DIRECTIVE ::
Resume the CS 330 course page after its last line, carrying the lecture listing forward in the same format.

EXERCISE TEXT ::
CAS CS 330 - Spring 2017 - Lectures and Readings


Homework Assignments and Other Handouts

Assignments and any other handouts can be found on our Piazza page, under the Resources tab.

Homework 1 was due on January 26th, returned on February 8th. Average was 33.1 / 40, standard deviation was 5.6.

Homework 2 was due at 5PM on February 10th. 1 free late day due to BU snow closure on Feb 9th. Average was 38.4 / 50, standard deviation was 8.6.

Homework 3 was due on Thursday February 23rd. Average was 39.1 / 50, standard deviation was 8.3.

The midterm was held in class on Thursday March 2. Average was 75.5 / 100, standard deviation was 16.

Homework 4 was due on Thursday March 16th. Average was 34.6 / 40, standard deviation of 5.3.

Homework 5 was due on Thursday March 30th. Programming portion only (Question 5) was due on Tuesday April 4th. Average was 49 / 60, standard deviation of 13.5.

Homework 6 was due on *Tuesday April 18th* (updated from original 4/13 due date because of snow days). Average was 47 / 60, standard deviation of 9.1.

Homework 7 was due on *Tuesday May 2* (updated from original 4/27 due date because of snow days). Average was 39.5 / 50, standard deviation of 9.6.


Lecture Topics and Slides

Lecture 1 (1/19) [John]: Review of syllabus. Stable matching problem. Gale-Shapley algorithm and implementation.
Chapter 1 lecture slides, and Gale-Shapley demo.
Reading: Chapter 1.

Lecture 2 (1/24) [Dora]: Five representative problems in lecture 1 slides, followed by review material from Chapter 2 (slides on Piazza).
Problem solving: Max sum subinterval problem solved two ways (so far): O(n^3) and O(n^2). More later in the class.

EXERCISE DATA ::
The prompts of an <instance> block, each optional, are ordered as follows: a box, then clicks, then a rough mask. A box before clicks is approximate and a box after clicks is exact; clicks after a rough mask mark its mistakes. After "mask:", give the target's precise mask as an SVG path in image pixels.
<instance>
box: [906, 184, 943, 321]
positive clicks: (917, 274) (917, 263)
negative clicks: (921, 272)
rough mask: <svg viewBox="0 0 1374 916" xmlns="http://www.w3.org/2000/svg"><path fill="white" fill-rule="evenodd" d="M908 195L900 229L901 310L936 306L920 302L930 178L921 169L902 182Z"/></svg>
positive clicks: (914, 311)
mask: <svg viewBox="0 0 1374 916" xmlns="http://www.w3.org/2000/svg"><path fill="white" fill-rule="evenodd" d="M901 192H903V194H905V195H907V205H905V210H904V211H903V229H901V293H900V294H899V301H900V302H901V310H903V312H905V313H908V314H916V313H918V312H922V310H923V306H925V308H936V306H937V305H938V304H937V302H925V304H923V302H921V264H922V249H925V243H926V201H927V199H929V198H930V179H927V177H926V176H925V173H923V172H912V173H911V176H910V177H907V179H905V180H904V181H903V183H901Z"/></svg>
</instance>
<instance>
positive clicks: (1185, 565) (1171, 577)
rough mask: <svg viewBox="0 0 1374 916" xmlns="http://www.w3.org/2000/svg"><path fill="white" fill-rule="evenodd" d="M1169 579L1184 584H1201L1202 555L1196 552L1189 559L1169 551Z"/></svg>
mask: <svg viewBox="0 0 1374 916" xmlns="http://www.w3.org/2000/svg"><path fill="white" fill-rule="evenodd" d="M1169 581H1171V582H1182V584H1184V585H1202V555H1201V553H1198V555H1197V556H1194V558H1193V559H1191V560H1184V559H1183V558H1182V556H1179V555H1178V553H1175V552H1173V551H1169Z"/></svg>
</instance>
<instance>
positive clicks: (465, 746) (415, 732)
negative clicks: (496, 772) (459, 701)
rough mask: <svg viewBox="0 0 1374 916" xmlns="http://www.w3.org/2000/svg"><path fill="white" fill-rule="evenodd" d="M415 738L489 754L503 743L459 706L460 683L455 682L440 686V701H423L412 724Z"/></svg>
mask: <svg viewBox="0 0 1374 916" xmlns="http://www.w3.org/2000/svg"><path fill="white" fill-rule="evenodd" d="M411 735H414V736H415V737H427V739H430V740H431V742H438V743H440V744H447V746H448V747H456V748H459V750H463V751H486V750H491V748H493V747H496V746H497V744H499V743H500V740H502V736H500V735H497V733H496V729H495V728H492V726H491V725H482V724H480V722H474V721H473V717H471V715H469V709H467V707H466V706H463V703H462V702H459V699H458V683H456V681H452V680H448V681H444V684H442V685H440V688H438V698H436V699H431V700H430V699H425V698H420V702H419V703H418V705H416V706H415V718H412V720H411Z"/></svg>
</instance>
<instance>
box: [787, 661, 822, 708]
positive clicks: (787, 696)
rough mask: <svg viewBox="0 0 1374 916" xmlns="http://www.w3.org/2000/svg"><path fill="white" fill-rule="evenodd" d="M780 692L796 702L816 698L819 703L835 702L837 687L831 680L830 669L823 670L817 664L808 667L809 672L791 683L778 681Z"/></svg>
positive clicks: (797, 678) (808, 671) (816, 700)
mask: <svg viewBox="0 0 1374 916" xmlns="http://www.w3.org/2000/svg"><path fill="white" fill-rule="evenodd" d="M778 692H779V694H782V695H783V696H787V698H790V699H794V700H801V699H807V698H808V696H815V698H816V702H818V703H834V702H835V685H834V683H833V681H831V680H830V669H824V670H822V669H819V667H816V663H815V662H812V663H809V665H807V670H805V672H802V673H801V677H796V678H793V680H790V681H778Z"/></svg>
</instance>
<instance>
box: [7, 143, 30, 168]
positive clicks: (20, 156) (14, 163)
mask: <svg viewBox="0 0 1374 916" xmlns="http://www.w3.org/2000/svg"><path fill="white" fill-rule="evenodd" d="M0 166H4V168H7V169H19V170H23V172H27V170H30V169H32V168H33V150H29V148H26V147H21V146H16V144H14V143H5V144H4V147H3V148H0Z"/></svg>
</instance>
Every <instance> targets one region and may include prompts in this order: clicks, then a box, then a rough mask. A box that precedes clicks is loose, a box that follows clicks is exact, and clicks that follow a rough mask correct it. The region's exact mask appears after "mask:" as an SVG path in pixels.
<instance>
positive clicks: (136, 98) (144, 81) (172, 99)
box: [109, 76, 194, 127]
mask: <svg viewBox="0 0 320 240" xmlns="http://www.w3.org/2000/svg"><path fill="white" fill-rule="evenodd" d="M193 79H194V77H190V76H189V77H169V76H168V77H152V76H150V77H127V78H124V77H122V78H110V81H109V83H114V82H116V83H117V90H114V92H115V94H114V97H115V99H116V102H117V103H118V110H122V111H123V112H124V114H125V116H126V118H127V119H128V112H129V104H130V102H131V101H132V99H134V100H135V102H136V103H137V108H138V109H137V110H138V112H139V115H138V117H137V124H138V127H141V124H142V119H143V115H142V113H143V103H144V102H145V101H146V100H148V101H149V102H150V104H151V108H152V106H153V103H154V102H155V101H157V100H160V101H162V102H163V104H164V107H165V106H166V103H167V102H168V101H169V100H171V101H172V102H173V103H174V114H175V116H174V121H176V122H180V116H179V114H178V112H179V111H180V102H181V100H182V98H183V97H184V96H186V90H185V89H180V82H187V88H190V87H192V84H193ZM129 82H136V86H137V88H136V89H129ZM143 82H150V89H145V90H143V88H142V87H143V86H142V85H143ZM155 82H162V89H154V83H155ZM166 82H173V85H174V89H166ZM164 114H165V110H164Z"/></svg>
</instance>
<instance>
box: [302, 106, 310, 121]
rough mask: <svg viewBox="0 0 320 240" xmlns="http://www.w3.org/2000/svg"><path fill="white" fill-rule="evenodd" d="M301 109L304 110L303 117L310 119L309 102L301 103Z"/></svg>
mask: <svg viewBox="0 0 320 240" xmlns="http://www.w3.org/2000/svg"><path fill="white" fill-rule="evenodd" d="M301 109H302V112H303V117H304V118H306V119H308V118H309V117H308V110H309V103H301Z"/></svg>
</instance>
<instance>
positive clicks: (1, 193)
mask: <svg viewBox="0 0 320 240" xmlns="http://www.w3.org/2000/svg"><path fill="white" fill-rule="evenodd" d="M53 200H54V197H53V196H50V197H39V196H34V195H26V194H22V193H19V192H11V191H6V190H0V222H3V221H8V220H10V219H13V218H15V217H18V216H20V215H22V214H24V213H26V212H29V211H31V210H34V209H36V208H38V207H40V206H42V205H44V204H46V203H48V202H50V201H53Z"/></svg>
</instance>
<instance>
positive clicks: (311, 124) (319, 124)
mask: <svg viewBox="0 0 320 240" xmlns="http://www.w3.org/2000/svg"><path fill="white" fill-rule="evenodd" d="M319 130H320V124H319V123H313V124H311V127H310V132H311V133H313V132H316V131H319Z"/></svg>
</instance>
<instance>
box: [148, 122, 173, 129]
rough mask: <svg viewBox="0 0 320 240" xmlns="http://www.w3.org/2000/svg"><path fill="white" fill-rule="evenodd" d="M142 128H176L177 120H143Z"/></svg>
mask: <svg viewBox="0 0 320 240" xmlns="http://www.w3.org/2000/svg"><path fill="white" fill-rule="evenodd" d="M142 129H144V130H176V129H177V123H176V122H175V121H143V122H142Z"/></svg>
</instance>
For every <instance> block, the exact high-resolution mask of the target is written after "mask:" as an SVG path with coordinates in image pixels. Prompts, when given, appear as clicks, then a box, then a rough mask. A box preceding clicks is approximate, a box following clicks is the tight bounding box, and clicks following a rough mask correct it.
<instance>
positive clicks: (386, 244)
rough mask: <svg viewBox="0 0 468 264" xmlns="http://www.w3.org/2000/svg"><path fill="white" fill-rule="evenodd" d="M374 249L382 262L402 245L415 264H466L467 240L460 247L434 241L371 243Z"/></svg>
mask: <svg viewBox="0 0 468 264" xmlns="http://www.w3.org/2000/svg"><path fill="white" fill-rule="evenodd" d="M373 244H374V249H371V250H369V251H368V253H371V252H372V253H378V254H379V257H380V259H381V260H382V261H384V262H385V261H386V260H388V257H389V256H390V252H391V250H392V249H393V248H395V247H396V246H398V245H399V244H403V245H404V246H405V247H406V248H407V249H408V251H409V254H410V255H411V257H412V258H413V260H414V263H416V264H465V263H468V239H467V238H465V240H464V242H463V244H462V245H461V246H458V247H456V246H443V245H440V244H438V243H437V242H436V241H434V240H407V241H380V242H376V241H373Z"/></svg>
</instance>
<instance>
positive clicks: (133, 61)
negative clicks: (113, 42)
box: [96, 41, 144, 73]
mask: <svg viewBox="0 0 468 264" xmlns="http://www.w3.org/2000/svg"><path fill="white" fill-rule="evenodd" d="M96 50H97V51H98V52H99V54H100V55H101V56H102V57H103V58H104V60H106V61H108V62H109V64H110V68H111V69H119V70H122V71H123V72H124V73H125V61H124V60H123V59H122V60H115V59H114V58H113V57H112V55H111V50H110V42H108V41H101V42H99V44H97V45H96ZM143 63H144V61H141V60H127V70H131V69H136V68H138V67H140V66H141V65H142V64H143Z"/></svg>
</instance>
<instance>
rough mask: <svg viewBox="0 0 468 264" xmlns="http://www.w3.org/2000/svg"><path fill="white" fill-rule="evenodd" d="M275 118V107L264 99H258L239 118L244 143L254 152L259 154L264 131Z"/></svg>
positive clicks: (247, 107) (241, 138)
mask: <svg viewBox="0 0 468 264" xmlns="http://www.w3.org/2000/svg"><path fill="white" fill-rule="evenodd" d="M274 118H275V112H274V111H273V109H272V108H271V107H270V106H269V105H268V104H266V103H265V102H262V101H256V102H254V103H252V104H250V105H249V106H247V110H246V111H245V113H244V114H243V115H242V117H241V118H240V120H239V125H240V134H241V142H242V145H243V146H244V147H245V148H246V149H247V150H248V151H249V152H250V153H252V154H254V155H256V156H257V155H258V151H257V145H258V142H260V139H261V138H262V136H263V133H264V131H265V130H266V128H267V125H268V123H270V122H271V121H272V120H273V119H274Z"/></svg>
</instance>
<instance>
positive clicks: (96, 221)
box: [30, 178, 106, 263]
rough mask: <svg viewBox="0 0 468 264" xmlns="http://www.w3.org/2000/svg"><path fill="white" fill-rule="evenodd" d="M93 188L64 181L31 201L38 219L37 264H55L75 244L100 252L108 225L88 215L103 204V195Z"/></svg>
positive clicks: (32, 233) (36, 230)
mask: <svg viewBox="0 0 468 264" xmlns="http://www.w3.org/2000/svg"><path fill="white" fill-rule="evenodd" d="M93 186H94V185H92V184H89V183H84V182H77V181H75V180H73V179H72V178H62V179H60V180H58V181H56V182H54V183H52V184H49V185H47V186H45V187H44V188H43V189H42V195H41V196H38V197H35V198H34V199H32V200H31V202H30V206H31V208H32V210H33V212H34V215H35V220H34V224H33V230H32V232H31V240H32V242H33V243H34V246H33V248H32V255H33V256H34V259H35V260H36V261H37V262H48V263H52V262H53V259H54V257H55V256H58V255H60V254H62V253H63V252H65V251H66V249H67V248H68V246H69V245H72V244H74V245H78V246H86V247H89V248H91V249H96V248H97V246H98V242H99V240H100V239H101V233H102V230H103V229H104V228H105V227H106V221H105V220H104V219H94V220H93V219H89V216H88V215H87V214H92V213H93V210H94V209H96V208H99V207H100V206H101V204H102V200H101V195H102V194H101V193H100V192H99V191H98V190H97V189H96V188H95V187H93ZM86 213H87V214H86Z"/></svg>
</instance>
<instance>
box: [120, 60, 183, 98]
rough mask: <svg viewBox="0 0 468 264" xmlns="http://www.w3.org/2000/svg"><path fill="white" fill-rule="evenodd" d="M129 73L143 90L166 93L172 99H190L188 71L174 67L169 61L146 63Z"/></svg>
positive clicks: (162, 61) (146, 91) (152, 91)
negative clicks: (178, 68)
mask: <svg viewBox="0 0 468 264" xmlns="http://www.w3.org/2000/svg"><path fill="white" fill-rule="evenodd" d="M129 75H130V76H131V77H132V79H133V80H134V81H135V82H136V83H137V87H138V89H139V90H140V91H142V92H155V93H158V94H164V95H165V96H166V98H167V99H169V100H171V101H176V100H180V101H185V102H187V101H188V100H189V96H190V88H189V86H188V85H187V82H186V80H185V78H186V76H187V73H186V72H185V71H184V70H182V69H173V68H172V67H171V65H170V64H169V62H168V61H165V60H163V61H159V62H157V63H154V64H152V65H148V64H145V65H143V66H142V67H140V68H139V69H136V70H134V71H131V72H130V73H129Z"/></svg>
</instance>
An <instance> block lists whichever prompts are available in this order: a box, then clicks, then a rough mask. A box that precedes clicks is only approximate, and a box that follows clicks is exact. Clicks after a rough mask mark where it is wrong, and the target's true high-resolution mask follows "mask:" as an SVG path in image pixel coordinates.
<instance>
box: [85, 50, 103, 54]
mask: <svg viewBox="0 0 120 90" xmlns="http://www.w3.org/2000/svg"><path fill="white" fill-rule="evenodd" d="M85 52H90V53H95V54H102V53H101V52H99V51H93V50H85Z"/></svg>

ANSWER SPACE ::
Reading: Chapter 2 (review).

Lecture 3 (1/26) [Dora]: Finish max sum subinterval problem. Then start on intro to graphs, graph data structures, graph algorithms. BFS and proof of level-order property.
Chapter 3 slides.
Reading: Chapter 3.1 - 3.3 (hopefully mostly review).

Lecture 4 (1/31) [John]: Adjacency list vs. adjacency matrix review.
Graph algorithms: BFS implementation, connected components, testing for bipartiteness. Strong connectivity in directed graphs.
Chapter 3 slides.
Reading: Chapter 3.4 - 3.5.

Lecture 5 (2/2) [John]: DAGs, topological sort algorithm (demo).
Start in on Chapter 4: greedy algorithms (slides). Solving the interval scheduling problem (demo).
Reading: Chapter 3.6, 4.1.

Lecture 6 (2/7) [Dora]: More greedy algorithms to illustrate proof techniques: classroom scheduling, minimizing maximum lateness.
Reading: Chapter 4.1 - 4.2. Continuing with slides above.
Next topic: Weighted graphs. Dijkstra's algorithm for shortest paths. (demo). Chapter 4.4.

Lecture scheduled for Thurs 2/9 was snowed out.

Lecture 7 (2/14) [Dora]: Dijkstra's algorithm, proof, and efficient implementation.
Minimum spanning tree (MST) problem definition. Cut and cycle properties in minimum spanning trees. (MST slides).
Reading: Chapter 4.4, 4.5.

Lecture 8 (2/16) [John]: Efficient algorithms for minimum spanning trees, especially Kruskal's and Prim's algorithms.
Compression and Huffman codes. Huffman slides (you are only responsible through slide 18).
Reading: Chapter 4.6 - 4.8.

Tuesday 2/21 was on a Monday schedule at BU. No lecture.

Lecture 9 (2/23) [Dora]: Huffman code algorithm, but without proof of correctness.
Divide and conquer: quick review of mergesort algorithm and recurrences. Counting inversions. Chapter 5 slides.
Reading: Chapter 5.1 - 5.3

Lecture 10 (2/28) [John]: Divide and conquer continued. Closest pair of points. Karatsuba's algorithm for multiplying integers. Strassen's fast matrix multiply.
Reading: Chapter 5.4 - 5.5.

The midterm was held in class on Thurs, March 2.

Spring Break was March 4-12.

Lecture scheduled for Tues 3/14 was snowed out.

Lecture 11 (3/16) [Dora]: Introduction to dynamic programming. Weighted interval scheduling. Recursion vs. memoization approaches.
Chapter 6 slides.
Reading: Chapter 6.1 - 6.2.

Lecture 12 (3/21) [Dora]: Quick review of homework #3, Q4 solution.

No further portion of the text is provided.